━━ SOURCE EXTRACT ━━

Diseases Linked to Hearing Loss

While hearing loss is usually attributed to old age or noise exposure, there are many other possible causes. In fact, hearing loss is linked to a number of chronic and acute diseases. Knowing which ones have an association with hearing loss will help you take action should you start noticing symptoms.

Heart DiseaseFemale doctor uses a stethoscope to examine elderly patient's heartbeat

Heart disease includes conditions such as high blood pressure, congestive heart failure and coronary artery disease. All of these conditions make it difficult for your heart to pump blood throughout the body, including your inner ears. Inside the inner ear are tiny hair cells called stereocilia, which convert soundwaves into electrical energy that the brain interprets as sound. When these cells don’t receive enough blood flow, they can become damaged. And once damaged, they do not regenerate.


Diabetes is a condition marked by blood sugar levels that are too high. The disease affects about 30 million people in the U.S. Studies show that people with diabetes are twice as likely to develop hearing loss as those without. Researchers theorize that this is due to damage to the blood vessels in the inner ear, the same way heart disease causes damage.


Also known as the flu, influenza causes fever, fatigue, body aches and more. What many don’t know is that influenza is associated with both temporary and permanent hearing loss. The flu causes fluid buildup in the tubes in the ears, causing pressure and making sounds feel muffled. In most cases, the fluid goes away once you recover, but some cases can affect the hearing organs directly; if not treated promptly, hearing loss can become permanent.


Meningitis is an inflammation of the membranes surrounding the brain and spinal cord. The cause can be viral, bacterial, fungal or parasitic, and some cases are life-threatening if not treated right away. One of the main side-effects, especially for children, is hearing loss. This is due to inflammation affecting the auditory nerve, which connects the inner ear to the brain. It is estimated that 10 percent of children who have meningitis experience permanent hearing loss afterward.

━━━
━━ DATA SHOWN ━━

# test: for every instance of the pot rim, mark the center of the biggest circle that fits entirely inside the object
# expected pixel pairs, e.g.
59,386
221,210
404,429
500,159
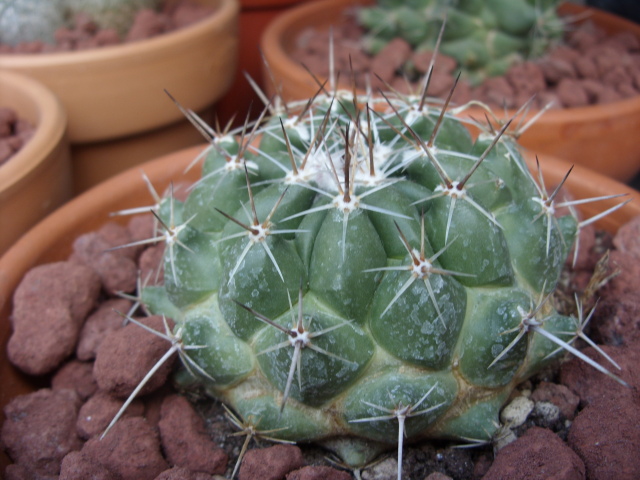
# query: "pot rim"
50,128
224,13
283,27
162,171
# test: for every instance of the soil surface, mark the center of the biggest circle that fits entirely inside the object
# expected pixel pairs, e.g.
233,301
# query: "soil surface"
588,68
14,133
147,24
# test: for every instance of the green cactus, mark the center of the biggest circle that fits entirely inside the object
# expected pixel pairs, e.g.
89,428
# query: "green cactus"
484,37
38,20
361,269
116,14
30,20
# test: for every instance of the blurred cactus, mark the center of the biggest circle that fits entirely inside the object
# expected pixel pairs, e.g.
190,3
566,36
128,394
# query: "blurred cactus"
30,20
484,37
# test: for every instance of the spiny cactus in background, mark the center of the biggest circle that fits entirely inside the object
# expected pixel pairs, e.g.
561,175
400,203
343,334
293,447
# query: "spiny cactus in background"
485,37
38,20
357,270
30,20
116,14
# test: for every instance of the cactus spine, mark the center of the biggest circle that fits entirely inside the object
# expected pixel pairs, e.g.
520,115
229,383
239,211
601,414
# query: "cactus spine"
484,37
361,269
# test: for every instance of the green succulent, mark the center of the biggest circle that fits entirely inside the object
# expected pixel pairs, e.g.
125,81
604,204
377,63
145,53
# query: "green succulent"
484,37
30,20
349,271
38,20
116,14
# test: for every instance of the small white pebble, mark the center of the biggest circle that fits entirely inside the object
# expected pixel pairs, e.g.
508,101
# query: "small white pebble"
547,411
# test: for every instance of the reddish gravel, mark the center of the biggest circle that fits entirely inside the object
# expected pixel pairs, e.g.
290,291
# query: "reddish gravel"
14,133
589,68
592,434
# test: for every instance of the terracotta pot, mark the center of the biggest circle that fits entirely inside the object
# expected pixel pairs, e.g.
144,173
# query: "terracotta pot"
51,239
255,16
37,179
114,95
601,137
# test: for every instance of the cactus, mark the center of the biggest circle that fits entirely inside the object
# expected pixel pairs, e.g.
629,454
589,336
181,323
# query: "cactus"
30,20
354,270
116,14
484,37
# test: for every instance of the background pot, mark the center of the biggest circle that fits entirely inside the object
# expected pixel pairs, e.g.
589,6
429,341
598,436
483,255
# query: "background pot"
255,16
601,137
37,179
118,113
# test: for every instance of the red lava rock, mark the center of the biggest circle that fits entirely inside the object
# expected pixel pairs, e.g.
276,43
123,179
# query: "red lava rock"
96,414
555,69
390,59
78,466
559,395
147,24
107,318
39,429
117,271
185,440
437,476
151,265
126,355
8,118
187,13
131,449
538,455
571,93
443,63
526,78
318,473
627,239
617,317
75,286
23,472
271,463
50,305
497,91
607,438
590,385
84,33
75,375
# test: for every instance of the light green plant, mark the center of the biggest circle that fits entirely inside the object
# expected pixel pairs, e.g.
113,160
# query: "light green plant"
30,20
38,20
357,270
116,14
485,37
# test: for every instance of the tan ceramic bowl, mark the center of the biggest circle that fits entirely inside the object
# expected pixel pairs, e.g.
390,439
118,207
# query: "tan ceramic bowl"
51,239
603,137
118,91
37,179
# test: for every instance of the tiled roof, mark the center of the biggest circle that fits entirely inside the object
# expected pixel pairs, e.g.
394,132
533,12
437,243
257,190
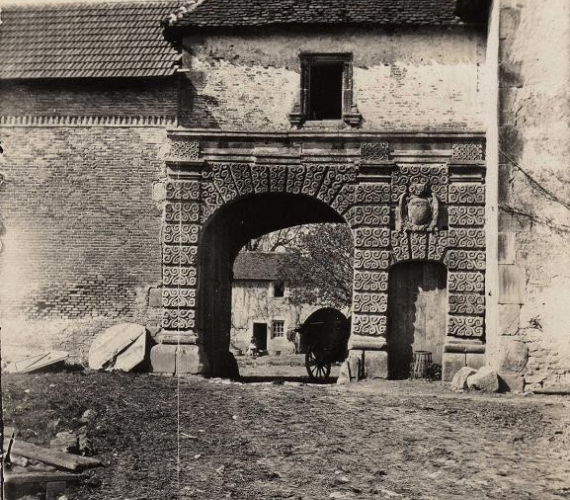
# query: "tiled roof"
236,13
86,40
258,266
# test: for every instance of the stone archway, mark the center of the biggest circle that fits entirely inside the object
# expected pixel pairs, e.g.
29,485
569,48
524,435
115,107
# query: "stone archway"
226,232
405,198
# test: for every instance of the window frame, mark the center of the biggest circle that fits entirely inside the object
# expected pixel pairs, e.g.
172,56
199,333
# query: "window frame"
282,322
349,110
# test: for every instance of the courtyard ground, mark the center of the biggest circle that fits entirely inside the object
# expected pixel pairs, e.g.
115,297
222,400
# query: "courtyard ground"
374,440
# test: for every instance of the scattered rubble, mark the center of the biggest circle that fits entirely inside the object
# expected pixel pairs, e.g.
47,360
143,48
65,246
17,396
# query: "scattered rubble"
459,382
37,362
484,380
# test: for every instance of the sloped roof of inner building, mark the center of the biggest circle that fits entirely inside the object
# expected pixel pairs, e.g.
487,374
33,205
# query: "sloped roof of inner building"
260,266
236,13
86,40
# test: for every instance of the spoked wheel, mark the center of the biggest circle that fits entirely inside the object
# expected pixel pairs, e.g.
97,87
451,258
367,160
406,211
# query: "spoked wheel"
318,369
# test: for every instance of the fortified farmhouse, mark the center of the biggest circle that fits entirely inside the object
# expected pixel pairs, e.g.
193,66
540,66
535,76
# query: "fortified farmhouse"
139,157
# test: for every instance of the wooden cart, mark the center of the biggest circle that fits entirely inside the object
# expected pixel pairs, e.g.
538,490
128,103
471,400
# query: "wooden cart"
324,338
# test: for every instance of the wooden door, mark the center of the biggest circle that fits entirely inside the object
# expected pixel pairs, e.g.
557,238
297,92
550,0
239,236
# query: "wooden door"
260,336
417,308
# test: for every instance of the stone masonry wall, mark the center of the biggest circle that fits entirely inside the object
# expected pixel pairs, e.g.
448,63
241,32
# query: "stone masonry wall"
409,80
534,189
80,233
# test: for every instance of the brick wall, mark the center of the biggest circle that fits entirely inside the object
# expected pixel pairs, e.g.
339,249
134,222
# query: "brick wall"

━━━

* REQUIREMENT A *
List the possible causes of meningitis named in the text on diseases linked to hearing loss.
* REQUIREMENT B *
Answer these from the text on diseases linked to hearing loss:
(i) What do the stereocilia in the inner ear convert soundwaves into?
(ii) About how many people in the U.S. does diabetes affect?
(iii) What share of children who have meningitis are estimated to experience permanent hearing loss afterward?

* FINAL ANSWER A *
Viral
Bacterial
Fungal
Parasitic

* FINAL ANSWER B *
(i) Electrical energy that the brain interprets as sound
(ii) About 30 million
(iii) 10 percent